____ Supplied data

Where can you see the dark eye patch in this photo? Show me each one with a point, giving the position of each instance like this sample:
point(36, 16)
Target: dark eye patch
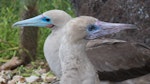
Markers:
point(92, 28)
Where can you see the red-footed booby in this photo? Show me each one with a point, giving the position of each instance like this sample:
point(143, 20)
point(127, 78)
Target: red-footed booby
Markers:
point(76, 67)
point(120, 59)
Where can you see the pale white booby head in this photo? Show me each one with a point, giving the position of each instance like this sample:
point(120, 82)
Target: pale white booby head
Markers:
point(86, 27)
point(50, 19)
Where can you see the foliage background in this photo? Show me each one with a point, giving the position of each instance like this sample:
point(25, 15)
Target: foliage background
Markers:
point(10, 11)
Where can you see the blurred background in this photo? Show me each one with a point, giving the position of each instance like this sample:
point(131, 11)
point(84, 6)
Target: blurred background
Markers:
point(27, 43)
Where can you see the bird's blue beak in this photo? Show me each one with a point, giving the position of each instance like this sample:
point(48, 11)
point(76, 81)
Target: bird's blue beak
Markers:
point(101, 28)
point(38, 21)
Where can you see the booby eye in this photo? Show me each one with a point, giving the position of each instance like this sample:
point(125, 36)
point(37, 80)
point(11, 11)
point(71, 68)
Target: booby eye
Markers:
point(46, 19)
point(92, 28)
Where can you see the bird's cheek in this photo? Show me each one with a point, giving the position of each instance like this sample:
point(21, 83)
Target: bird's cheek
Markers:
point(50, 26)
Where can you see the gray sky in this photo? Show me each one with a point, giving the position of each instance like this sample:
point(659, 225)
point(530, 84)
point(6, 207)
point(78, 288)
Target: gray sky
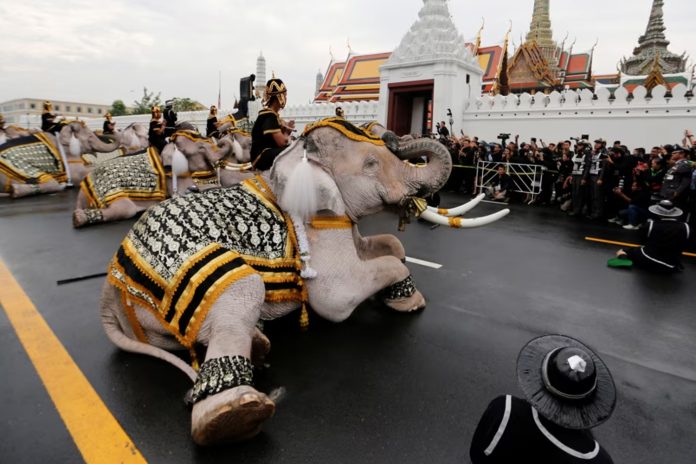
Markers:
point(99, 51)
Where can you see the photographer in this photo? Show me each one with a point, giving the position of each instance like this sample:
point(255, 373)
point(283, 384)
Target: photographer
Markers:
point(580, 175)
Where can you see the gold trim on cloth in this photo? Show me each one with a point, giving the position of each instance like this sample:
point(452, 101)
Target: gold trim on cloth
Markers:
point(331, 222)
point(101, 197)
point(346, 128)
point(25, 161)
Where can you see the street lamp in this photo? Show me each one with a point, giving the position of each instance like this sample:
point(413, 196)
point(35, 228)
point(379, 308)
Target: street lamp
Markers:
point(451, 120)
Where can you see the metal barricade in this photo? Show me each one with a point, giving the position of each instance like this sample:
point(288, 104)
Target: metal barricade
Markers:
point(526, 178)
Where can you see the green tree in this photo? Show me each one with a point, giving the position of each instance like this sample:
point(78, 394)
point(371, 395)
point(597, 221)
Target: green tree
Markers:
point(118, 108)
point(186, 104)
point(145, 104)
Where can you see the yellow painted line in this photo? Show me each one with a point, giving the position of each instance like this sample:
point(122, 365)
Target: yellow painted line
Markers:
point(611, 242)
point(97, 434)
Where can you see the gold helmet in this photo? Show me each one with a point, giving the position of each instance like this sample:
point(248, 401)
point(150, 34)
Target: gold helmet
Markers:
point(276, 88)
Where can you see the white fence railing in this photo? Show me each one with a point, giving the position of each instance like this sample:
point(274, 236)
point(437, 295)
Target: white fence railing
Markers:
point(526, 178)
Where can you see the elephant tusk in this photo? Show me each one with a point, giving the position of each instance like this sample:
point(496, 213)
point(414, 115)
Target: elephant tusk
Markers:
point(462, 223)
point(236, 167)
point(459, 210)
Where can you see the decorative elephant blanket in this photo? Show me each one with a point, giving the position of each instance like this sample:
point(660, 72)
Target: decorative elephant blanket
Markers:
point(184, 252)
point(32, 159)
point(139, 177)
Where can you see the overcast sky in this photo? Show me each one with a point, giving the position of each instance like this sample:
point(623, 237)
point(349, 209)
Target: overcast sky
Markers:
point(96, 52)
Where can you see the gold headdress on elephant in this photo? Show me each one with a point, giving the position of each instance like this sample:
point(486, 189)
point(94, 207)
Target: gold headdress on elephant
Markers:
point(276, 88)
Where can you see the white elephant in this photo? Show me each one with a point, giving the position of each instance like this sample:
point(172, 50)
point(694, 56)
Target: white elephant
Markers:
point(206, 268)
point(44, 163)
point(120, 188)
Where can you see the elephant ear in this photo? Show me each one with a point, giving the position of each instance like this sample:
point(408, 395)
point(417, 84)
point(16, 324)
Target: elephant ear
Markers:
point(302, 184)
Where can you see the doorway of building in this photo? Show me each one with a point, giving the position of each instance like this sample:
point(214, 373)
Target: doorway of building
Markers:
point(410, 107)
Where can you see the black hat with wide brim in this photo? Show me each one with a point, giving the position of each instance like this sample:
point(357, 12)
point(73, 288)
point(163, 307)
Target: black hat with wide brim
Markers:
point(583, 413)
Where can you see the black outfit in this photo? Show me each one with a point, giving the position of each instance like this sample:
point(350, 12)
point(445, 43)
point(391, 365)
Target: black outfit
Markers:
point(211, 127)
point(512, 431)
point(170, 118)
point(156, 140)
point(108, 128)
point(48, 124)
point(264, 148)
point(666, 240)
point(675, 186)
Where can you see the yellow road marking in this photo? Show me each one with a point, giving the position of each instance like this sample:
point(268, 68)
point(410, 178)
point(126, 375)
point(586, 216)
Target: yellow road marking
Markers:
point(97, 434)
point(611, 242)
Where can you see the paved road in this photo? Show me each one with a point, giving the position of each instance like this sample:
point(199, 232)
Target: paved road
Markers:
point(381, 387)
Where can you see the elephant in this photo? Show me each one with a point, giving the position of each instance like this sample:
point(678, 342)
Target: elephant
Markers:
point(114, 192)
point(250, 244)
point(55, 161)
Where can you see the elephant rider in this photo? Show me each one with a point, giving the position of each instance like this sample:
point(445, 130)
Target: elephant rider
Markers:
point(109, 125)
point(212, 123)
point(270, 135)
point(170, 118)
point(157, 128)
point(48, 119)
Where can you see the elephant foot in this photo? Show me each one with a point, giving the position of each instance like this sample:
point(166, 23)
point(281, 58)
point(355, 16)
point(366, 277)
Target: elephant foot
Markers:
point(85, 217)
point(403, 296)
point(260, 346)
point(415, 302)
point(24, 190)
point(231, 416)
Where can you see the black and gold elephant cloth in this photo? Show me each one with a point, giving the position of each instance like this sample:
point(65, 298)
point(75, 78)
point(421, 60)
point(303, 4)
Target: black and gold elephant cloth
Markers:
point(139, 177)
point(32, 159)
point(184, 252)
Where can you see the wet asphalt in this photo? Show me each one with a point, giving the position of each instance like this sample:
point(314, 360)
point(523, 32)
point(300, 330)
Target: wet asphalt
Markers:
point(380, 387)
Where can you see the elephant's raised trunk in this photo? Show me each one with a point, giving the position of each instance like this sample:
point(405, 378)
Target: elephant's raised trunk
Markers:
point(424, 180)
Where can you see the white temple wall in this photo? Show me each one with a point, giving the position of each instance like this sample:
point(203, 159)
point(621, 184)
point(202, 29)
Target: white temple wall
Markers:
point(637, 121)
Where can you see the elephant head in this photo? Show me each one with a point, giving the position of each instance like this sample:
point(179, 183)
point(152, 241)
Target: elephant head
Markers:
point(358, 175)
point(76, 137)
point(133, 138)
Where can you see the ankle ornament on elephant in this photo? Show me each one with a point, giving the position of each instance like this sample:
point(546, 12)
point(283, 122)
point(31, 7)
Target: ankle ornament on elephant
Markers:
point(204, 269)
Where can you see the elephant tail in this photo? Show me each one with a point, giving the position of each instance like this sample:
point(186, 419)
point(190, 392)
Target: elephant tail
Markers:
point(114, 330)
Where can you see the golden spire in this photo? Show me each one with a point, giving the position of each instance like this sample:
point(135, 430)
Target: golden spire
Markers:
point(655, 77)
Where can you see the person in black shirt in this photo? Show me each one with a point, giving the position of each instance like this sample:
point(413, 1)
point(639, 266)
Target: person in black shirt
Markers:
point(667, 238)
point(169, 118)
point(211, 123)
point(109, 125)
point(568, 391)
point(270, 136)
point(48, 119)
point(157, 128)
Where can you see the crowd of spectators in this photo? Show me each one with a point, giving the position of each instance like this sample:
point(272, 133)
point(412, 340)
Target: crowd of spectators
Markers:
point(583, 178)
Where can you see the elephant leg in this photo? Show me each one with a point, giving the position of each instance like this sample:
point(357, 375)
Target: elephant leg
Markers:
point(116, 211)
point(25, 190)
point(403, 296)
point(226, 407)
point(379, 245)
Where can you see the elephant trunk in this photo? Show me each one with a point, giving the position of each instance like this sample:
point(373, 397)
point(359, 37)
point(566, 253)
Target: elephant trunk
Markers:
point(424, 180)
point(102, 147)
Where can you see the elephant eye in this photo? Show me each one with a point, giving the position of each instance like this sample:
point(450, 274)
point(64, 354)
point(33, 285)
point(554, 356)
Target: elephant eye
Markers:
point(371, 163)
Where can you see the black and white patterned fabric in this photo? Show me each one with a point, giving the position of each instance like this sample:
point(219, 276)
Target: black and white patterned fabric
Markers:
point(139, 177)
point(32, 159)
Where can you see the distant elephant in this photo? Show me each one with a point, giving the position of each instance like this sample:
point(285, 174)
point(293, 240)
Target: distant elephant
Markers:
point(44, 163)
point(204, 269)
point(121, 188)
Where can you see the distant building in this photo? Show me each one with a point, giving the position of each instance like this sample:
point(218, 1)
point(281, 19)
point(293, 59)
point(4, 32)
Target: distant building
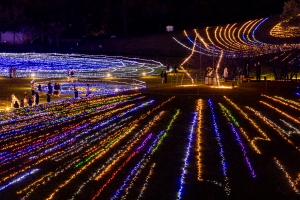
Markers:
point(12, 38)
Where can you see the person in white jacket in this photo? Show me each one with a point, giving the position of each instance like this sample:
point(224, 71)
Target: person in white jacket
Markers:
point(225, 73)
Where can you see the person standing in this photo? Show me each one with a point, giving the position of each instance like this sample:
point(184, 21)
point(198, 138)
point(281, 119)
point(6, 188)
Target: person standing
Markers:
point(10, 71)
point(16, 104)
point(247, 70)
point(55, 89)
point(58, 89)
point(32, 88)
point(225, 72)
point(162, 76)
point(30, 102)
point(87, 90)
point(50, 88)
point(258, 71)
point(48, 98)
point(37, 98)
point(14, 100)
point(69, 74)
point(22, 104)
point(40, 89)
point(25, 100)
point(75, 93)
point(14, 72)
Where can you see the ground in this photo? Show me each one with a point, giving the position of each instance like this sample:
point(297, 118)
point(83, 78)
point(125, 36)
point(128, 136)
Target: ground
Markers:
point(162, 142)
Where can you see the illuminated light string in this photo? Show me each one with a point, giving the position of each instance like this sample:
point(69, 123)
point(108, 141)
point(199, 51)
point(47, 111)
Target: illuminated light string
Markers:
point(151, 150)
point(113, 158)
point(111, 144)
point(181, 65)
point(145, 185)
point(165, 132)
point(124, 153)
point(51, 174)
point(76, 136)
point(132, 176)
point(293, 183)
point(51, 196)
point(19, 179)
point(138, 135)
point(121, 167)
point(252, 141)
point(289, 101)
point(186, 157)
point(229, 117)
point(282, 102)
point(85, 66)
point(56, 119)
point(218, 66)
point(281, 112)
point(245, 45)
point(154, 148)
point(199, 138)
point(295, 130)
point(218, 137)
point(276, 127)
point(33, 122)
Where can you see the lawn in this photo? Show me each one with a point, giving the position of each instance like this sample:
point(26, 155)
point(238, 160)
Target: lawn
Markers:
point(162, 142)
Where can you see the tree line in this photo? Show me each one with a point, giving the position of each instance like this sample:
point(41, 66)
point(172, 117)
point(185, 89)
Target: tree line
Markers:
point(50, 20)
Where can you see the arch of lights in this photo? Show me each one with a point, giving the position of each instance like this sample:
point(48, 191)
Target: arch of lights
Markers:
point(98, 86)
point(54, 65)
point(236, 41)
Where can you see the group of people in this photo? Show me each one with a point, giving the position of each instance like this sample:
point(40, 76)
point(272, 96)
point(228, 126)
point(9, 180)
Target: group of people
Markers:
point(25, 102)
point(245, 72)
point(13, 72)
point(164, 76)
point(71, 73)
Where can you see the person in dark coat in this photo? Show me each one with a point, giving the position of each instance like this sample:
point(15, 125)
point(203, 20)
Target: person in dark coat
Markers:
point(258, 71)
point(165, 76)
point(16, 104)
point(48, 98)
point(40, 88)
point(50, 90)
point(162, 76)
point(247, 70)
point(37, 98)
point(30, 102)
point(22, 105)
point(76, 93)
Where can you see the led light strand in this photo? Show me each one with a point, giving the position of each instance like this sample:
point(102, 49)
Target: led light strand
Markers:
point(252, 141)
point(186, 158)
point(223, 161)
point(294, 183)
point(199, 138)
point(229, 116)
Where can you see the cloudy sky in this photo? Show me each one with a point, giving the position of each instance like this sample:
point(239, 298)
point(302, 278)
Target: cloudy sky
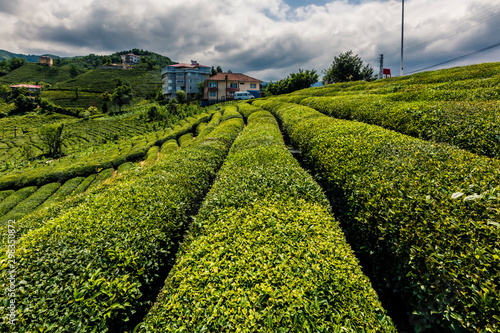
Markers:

________

Only the lines starting at the one that includes "point(11, 11)" and ending at the one that includes "Target: green tree" should be retyped, exactly, from the records above; no pictures.

point(11, 11)
point(71, 68)
Target: booby eye
Markers:
point(46, 19)
point(92, 28)
Where can you see the bird's cheek in this photo? Show me each one with a point, giving the position of each instance like this sample:
point(21, 83)
Target: bird's cheek
Markers:
point(50, 26)
Where can you see the gray sky in this photo? Show me each one with a point, giving the position of each instance like this sample:
point(659, 225)
point(530, 84)
point(6, 207)
point(78, 288)
Target: gray sky
Markers:
point(99, 51)
Where can you see the photographer in this photo? Show me each one with a point, giving the position of each instance like this sample:
point(255, 373)
point(283, 384)
Target: photographer
Markers:
point(580, 175)
Where can you see the gold trim on cloth in this photo? Show me each one with a point, giving the position of each instance like this sample:
point(452, 101)
Target: gold trim on cloth
Markers:
point(331, 222)
point(101, 197)
point(346, 128)
point(25, 161)
Where can you see the street lamp in this photo? Show me each one with a point, giving the position of each instance like this sample:
point(413, 196)
point(35, 228)
point(379, 308)
Target: street lamp
Markers:
point(451, 120)
Where can you see the metal barricade in this photo? Show me each one with a point, giving the position of each instance like this sample:
point(288, 104)
Target: metal barricade
Markers:
point(526, 178)
Where can you see the green tree in this photo? Show me each one with a point, giving the position of each instance like this sample:
point(78, 394)
point(371, 395)
point(597, 221)
Target: green tree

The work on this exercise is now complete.